### Aim
Rewrite the entries below with "component" changed to "module" throughout and every other word kept the same. Leave the pictures out of the result.

### Rows of an object pointing dataset

* * * * *

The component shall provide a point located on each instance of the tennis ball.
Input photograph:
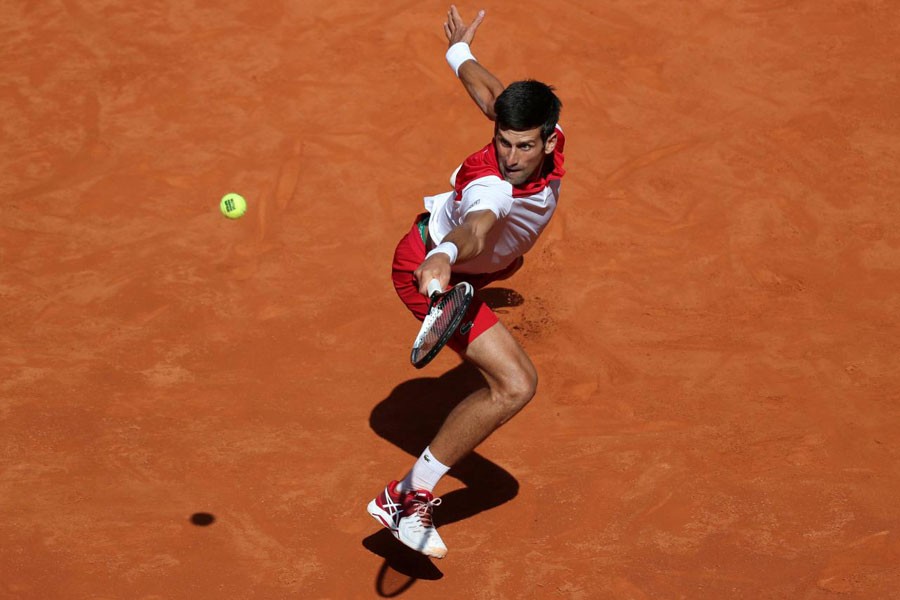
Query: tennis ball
(233, 205)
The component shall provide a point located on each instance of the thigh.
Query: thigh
(499, 356)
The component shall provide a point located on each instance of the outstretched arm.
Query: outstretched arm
(468, 237)
(481, 84)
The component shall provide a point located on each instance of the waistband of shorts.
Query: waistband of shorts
(422, 225)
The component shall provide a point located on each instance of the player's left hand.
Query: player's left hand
(457, 31)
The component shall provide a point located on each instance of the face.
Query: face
(521, 153)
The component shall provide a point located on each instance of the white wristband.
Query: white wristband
(457, 55)
(448, 248)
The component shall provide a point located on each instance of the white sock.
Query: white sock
(425, 473)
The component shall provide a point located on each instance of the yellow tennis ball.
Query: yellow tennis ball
(233, 205)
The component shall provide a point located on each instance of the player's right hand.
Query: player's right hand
(436, 267)
(457, 31)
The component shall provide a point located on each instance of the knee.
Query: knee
(516, 390)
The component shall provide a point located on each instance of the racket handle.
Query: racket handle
(434, 287)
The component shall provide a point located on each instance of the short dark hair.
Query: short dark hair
(528, 104)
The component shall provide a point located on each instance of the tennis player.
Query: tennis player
(503, 197)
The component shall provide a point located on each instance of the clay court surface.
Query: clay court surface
(713, 311)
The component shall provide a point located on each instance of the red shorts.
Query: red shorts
(410, 253)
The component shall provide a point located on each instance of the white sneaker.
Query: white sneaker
(415, 527)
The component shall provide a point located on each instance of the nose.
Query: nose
(512, 158)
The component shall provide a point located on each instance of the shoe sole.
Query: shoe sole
(383, 518)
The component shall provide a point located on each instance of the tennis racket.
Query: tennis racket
(445, 313)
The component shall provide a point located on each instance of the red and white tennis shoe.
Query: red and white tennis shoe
(408, 515)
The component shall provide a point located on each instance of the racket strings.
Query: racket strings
(442, 316)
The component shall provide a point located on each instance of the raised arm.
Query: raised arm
(483, 87)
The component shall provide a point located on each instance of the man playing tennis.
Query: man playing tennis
(504, 195)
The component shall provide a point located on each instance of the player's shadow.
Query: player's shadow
(409, 418)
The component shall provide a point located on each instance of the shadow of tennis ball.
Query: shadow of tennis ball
(202, 519)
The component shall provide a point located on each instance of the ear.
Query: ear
(550, 144)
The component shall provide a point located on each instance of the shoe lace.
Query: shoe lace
(423, 510)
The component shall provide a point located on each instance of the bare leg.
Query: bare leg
(512, 381)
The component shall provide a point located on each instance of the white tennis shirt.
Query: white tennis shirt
(522, 214)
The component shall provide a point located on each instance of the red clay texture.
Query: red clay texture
(193, 407)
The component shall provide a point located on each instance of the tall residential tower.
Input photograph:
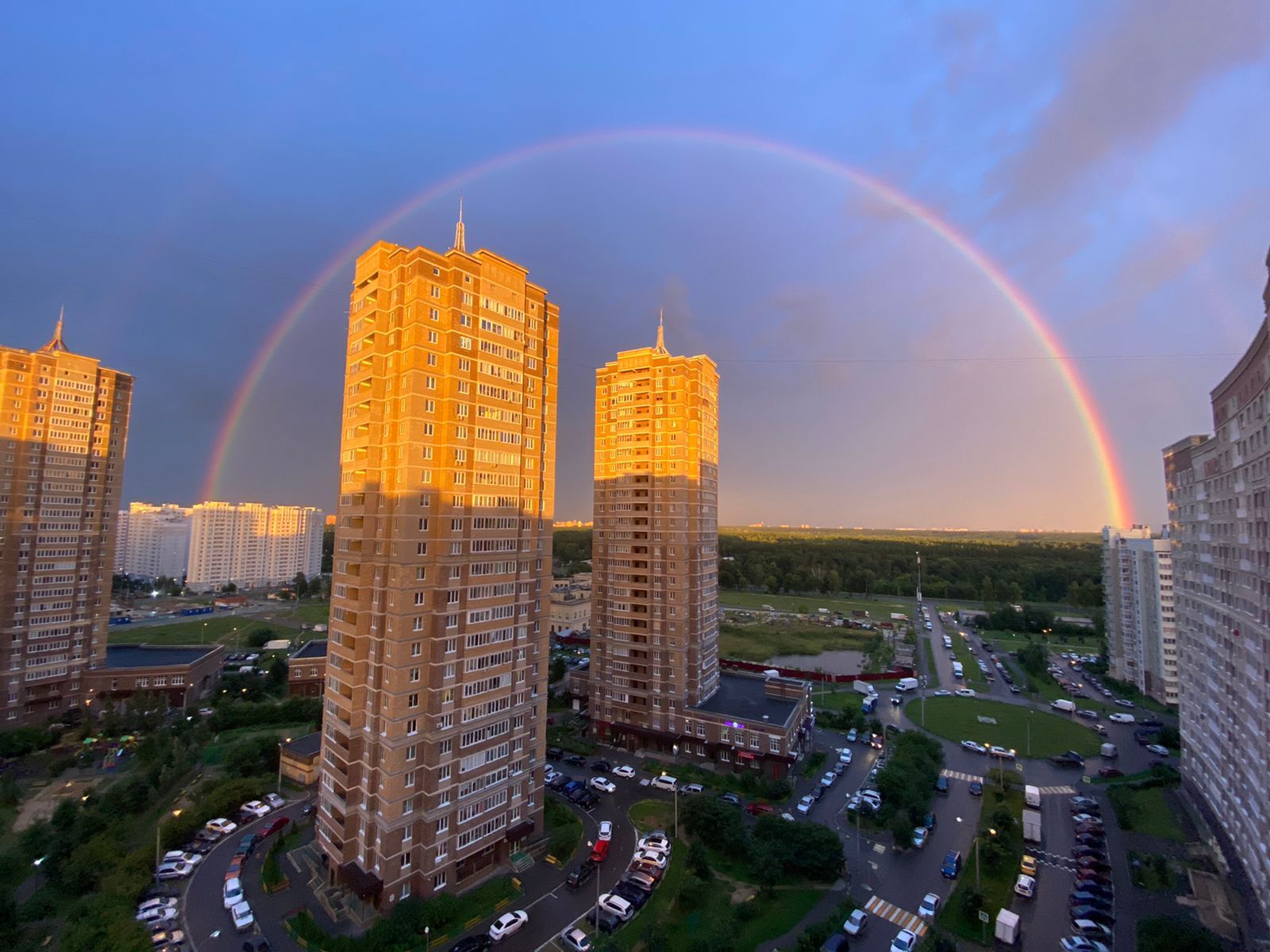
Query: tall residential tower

* * * * *

### Result of the exercise
The module shall provide a point located on each instance of the tennis ball.
Input photograph:
Query: tennis ball
(233, 205)
The module shall provide a point located on each instance of the thigh.
Query: thigh
(499, 356)
The module shall provide a point located on each instance of the outstretched arm.
Query: outstretched arm
(468, 237)
(481, 84)
The module shall provide a point located on each instance of the waistband of shorts.
Query: waistband of shorts
(422, 225)
The module shall provide a point located on each instance of the player's left hand.
Query: player's left hand
(457, 31)
The module shall provide a point located on each instance of the face.
Query: face
(521, 153)
The module shall provide a point located on each instance of the white wristband.
Query: white wristband
(457, 55)
(448, 248)
The module shall provide a point located on each instance of the white sock.
Query: white sock
(425, 473)
The module shall provide a point located on each instance of the yellow tennis ball.
Query: yellow tennis ball
(233, 205)
The module shall provide a point located on each instance of the player's right hand.
Query: player's right hand
(436, 267)
(457, 31)
The module shall provide a point located on each instance of the knee.
Query: knee
(516, 390)
The module shall provide a point located on each instance of the racket handle.
Query: racket handle
(434, 287)
The module shall provide a point located on each instance of the short dark hair.
Query: short dark hair
(528, 104)
The module shall provide a point located on each instance of the tennis player.
Query: tennis player
(503, 197)
The module shall provide a point located on each instance of the clay court surface.
Query: clay court surface
(713, 311)
The module shall provide a point located on each instance of the red shorts.
Query: red shorts
(410, 253)
The module shall provide a point located on each instance of the white sneaker.
Query: white sneaker
(415, 527)
The module shall provide a point located on each instance of the nose.
Query: nose
(512, 158)
The module shall provide a point located on each instance of the shoe sole.
Query: shoe sole
(383, 518)
The module shall provide a point located on each instance of the tennis racket.
Query: tennis racket
(445, 313)
The module shall provide a point located on each instance of the red and white tennis shoe.
Query: red and white tennis shoe
(408, 515)
The module shall provide a point located on each instance of the racket strings.
Query: racket strings
(442, 316)
The module shall provide a point located on each instance of the raised arm.
Query: raised arm
(483, 87)
The module shall provide a point located on each instance of the man playing tennis.
Query: man playing tennis
(504, 195)
The module shall provide a point located on each instance of the player's shadow.
Query: player's shadow
(409, 418)
The module shall provide a point located on each instance of the shadow of tennis ball.
Query: shadow of tennis ball
(202, 519)
The module shall provide a point located on each instance of the ear.
Query: ear
(550, 144)
The module shall provide a point located on each instance of the shoe lace.
Query: shoe lace
(423, 510)
The module shall provide a point located on each instance of the bare leg.
Query: bare leg
(512, 381)
The module shall provide a point located on each instance of the white tennis shirt.
Query: white tennis shirt
(522, 214)
The module shall provide a point located on each instance of the red clay texture.
Query: red clay texture
(193, 407)
The module shall provide a point located on each instance of the tall residential tower.
Input photograph:
Query: tall residential tower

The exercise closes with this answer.